[Dataset rows on where objects appear]

○ ○ ○

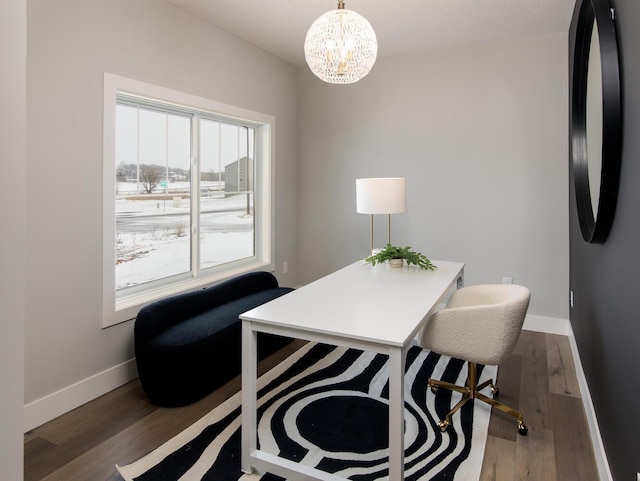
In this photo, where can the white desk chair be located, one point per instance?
(481, 325)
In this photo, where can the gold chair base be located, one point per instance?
(472, 391)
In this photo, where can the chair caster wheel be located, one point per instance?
(522, 429)
(443, 425)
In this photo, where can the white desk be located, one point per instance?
(378, 309)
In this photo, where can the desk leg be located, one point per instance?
(249, 403)
(396, 414)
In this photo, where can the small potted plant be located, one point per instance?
(398, 255)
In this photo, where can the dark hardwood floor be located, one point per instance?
(539, 379)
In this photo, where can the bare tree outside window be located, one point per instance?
(150, 177)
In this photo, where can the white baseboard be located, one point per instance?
(596, 440)
(563, 327)
(549, 325)
(53, 405)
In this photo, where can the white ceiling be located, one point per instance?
(402, 26)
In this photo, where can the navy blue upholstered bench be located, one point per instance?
(188, 345)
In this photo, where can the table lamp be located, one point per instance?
(386, 195)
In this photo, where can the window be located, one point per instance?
(192, 194)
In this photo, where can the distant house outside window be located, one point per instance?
(192, 194)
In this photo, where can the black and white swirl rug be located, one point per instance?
(327, 407)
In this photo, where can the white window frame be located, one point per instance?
(120, 308)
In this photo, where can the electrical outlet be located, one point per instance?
(571, 304)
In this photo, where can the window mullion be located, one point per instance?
(195, 194)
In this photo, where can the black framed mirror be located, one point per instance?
(595, 117)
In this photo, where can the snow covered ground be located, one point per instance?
(161, 245)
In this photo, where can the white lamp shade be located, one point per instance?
(381, 195)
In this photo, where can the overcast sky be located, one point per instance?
(161, 137)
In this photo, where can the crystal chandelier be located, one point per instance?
(341, 46)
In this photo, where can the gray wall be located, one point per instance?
(480, 135)
(13, 68)
(70, 45)
(604, 279)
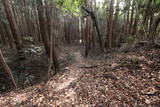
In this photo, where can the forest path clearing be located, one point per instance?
(113, 79)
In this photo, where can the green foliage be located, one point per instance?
(72, 6)
(23, 78)
(30, 48)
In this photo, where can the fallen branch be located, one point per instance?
(92, 66)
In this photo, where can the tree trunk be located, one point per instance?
(6, 68)
(110, 32)
(44, 33)
(14, 28)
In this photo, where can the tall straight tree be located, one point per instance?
(44, 33)
(13, 26)
(110, 25)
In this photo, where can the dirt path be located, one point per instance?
(116, 79)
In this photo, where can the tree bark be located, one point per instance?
(14, 28)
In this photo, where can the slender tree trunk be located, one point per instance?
(13, 27)
(6, 68)
(44, 33)
(110, 32)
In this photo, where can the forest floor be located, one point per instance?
(105, 80)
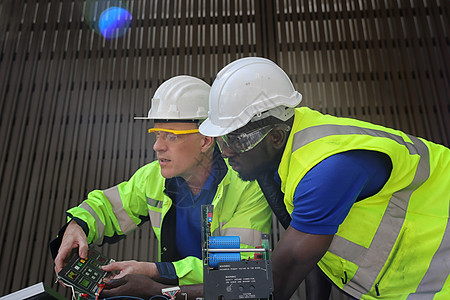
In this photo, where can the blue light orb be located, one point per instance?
(114, 22)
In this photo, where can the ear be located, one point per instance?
(207, 143)
(278, 138)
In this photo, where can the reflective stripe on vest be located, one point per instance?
(155, 216)
(126, 224)
(100, 225)
(389, 228)
(247, 236)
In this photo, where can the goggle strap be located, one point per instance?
(187, 131)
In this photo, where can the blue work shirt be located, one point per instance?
(325, 195)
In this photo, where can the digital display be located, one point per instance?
(85, 282)
(72, 275)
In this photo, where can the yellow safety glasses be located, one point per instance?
(170, 135)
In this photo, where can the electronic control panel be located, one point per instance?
(84, 275)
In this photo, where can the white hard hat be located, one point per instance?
(248, 89)
(180, 98)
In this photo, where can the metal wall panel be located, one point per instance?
(68, 96)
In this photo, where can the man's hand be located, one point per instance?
(123, 268)
(74, 237)
(135, 285)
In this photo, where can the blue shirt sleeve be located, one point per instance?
(324, 196)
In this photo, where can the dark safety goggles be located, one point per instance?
(246, 141)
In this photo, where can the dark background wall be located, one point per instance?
(68, 96)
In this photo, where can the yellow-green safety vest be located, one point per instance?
(396, 243)
(239, 209)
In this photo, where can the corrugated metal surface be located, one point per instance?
(68, 97)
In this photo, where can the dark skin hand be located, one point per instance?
(138, 285)
(295, 255)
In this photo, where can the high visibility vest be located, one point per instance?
(396, 243)
(239, 209)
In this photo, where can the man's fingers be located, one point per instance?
(113, 283)
(114, 266)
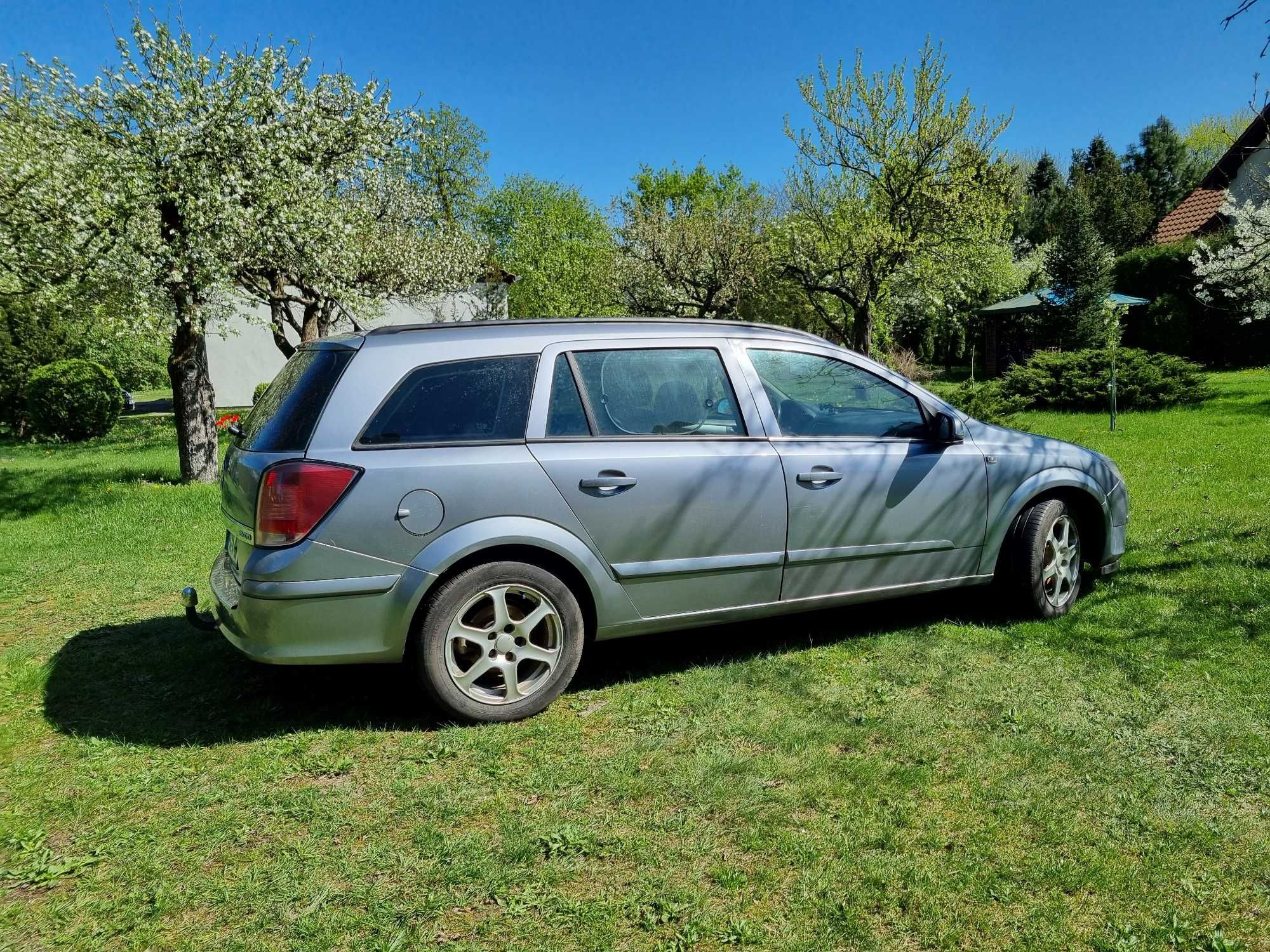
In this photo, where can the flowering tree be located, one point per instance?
(191, 169)
(1239, 274)
(887, 175)
(371, 235)
(693, 244)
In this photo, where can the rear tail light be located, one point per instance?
(295, 497)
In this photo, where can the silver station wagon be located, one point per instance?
(483, 499)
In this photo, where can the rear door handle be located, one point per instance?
(820, 477)
(606, 483)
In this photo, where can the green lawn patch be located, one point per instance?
(910, 775)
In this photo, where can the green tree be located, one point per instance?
(1045, 191)
(450, 163)
(1210, 138)
(1120, 201)
(1080, 272)
(693, 243)
(1168, 168)
(558, 244)
(888, 175)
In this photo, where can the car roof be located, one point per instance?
(573, 328)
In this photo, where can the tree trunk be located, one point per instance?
(312, 327)
(194, 403)
(277, 324)
(862, 329)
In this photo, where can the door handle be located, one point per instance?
(608, 483)
(817, 477)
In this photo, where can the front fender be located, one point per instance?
(613, 604)
(1037, 484)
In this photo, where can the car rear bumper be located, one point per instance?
(326, 621)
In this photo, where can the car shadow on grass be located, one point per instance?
(162, 684)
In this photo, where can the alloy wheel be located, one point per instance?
(1061, 567)
(504, 644)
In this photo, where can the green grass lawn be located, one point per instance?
(912, 775)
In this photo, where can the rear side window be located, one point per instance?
(487, 399)
(664, 393)
(285, 417)
(566, 417)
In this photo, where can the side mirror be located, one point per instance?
(948, 428)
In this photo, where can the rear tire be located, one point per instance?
(500, 643)
(1043, 564)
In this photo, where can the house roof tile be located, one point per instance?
(1194, 215)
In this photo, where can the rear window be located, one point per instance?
(285, 417)
(463, 402)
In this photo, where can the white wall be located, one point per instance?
(242, 354)
(1250, 180)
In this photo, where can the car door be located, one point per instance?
(671, 474)
(876, 502)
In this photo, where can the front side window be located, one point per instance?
(819, 397)
(662, 392)
(487, 399)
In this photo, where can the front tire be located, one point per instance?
(1046, 559)
(500, 643)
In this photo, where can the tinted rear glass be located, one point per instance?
(284, 420)
(487, 399)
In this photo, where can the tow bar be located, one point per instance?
(190, 598)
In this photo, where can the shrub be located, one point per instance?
(989, 402)
(135, 361)
(905, 362)
(1079, 380)
(73, 400)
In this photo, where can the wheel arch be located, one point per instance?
(1081, 493)
(534, 541)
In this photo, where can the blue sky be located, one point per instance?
(584, 93)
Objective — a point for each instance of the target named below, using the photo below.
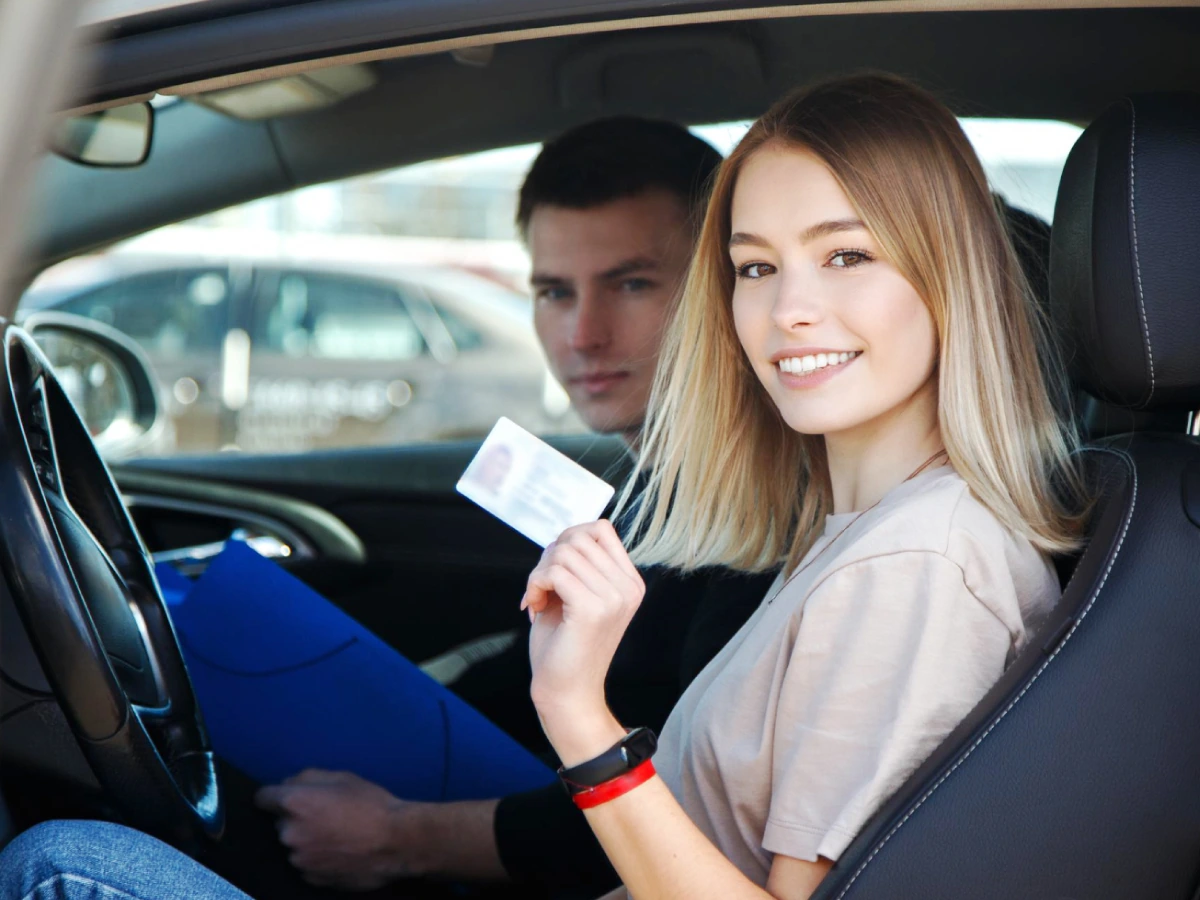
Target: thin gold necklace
(817, 555)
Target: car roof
(552, 65)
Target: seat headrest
(1125, 258)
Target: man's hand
(343, 832)
(351, 834)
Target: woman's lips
(815, 378)
(599, 383)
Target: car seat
(1078, 777)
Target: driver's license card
(531, 486)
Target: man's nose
(798, 303)
(592, 329)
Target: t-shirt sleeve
(889, 655)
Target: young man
(609, 213)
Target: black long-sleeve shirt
(682, 623)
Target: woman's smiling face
(835, 334)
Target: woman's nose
(797, 304)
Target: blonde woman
(852, 387)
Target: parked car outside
(271, 355)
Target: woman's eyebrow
(814, 232)
(832, 226)
(739, 239)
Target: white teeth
(804, 365)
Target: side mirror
(109, 138)
(107, 377)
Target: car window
(168, 311)
(334, 317)
(381, 310)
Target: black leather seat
(1079, 775)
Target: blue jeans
(99, 861)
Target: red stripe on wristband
(616, 787)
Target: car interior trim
(251, 75)
(327, 534)
(300, 546)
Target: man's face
(603, 280)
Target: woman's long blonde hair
(727, 481)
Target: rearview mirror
(109, 138)
(107, 378)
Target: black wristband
(629, 753)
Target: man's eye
(849, 258)
(754, 270)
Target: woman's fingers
(606, 537)
(595, 558)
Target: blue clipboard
(287, 681)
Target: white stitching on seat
(1137, 263)
(1091, 603)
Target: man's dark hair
(612, 159)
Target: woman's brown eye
(849, 258)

○ ○ ○

_WHAT YOU SHOULD DO_
Return the line that contains "Target: side mirror" and all lines after it, verbatim, and nothing else.

_RESULT OF THE EXERCISE_
Target: side mirror
(109, 138)
(107, 377)
Target: car window
(168, 311)
(334, 317)
(381, 310)
Target: black leather seat
(1079, 775)
Target: blue jeans
(99, 861)
Target: red stripe on wristband
(616, 787)
Target: car interior trim
(251, 75)
(327, 534)
(300, 546)
Target: man's face
(603, 280)
Target: woman's long blonde hair
(727, 481)
Target: rearview mirror
(109, 138)
(107, 378)
Target: black wristband
(629, 753)
Target: man's eye
(849, 258)
(754, 270)
Target: woman's fingers
(606, 537)
(595, 558)
Target: blue clipboard
(287, 681)
Target: white stitching on seat
(1137, 263)
(1091, 603)
Target: man's dark hair
(612, 159)
Target: woman's brown eye
(849, 258)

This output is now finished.